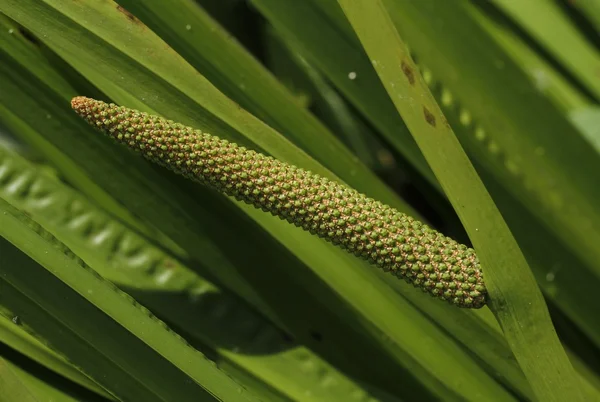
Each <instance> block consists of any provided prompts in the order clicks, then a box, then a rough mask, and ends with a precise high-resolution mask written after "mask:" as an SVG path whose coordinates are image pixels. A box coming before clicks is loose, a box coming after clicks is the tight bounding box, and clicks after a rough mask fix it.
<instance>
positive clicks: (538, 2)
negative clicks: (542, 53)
mask: <svg viewBox="0 0 600 402" xmlns="http://www.w3.org/2000/svg"><path fill="white" fill-rule="evenodd" d="M492 3H493V4H494V5H496V6H497V7H498V8H500V9H501V10H503V11H504V12H505V13H507V14H508V15H510V17H512V19H514V20H515V21H516V22H517V23H518V24H519V25H520V26H521V28H522V29H524V30H525V31H526V32H527V33H528V34H529V35H531V36H532V37H533V38H535V40H536V41H537V42H539V43H540V44H541V45H542V46H543V47H544V48H545V50H546V51H547V52H548V53H550V54H551V55H552V56H554V57H555V58H556V59H557V60H558V61H559V62H560V63H561V64H562V66H563V67H564V68H566V69H567V70H569V71H570V72H571V73H572V74H573V75H574V76H575V77H576V78H577V79H578V80H579V81H580V82H581V83H582V84H584V85H585V88H586V89H587V90H589V91H590V92H592V94H593V96H594V97H595V99H596V101H598V100H600V80H598V68H600V53H599V52H598V50H597V49H596V48H594V47H593V46H592V44H591V43H588V41H587V39H586V38H585V37H584V36H583V34H582V32H581V31H579V30H578V29H577V26H575V25H574V24H573V23H572V22H571V21H569V20H568V18H567V16H566V15H565V14H564V13H562V12H561V10H560V8H559V6H558V5H557V4H554V3H552V2H549V1H543V0H530V1H511V0H493V1H492Z"/></svg>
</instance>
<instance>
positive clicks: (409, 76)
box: [400, 60, 415, 85]
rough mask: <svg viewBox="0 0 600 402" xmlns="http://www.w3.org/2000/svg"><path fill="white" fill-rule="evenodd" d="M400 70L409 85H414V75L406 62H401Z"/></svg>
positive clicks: (410, 67)
mask: <svg viewBox="0 0 600 402" xmlns="http://www.w3.org/2000/svg"><path fill="white" fill-rule="evenodd" d="M400 67H401V68H402V72H403V73H404V75H405V76H406V79H407V80H408V82H409V83H410V85H415V73H414V72H413V70H412V67H411V66H409V65H408V63H407V62H405V61H404V60H402V64H401V65H400Z"/></svg>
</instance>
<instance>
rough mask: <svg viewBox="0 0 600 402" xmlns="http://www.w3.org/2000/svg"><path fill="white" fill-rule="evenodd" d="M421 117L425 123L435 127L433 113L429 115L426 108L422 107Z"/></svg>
mask: <svg viewBox="0 0 600 402" xmlns="http://www.w3.org/2000/svg"><path fill="white" fill-rule="evenodd" d="M423 115H424V116H425V121H427V123H429V125H431V126H433V127H435V125H436V122H435V116H434V115H433V113H431V112H430V111H429V109H427V107H426V106H423Z"/></svg>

================================

Exercise brief: Only the lines from the top of the data through the line with "positive clicks: (538, 2)" should be quoted, exactly and with both ends kept; skip the pictures.

Response to the exercise:
Each <instance> block consists of any provided prompts in the order clicks, then a box, then a rough mask, and ends with a precise high-resolution mask written after "mask:" as an SVG path whose coordinates are image pixels. A box coming before clicks is loose, a box coming after clicks is the tight bounding box, and clicks after a rough mask fix it.
<instance>
positive clicks: (538, 2)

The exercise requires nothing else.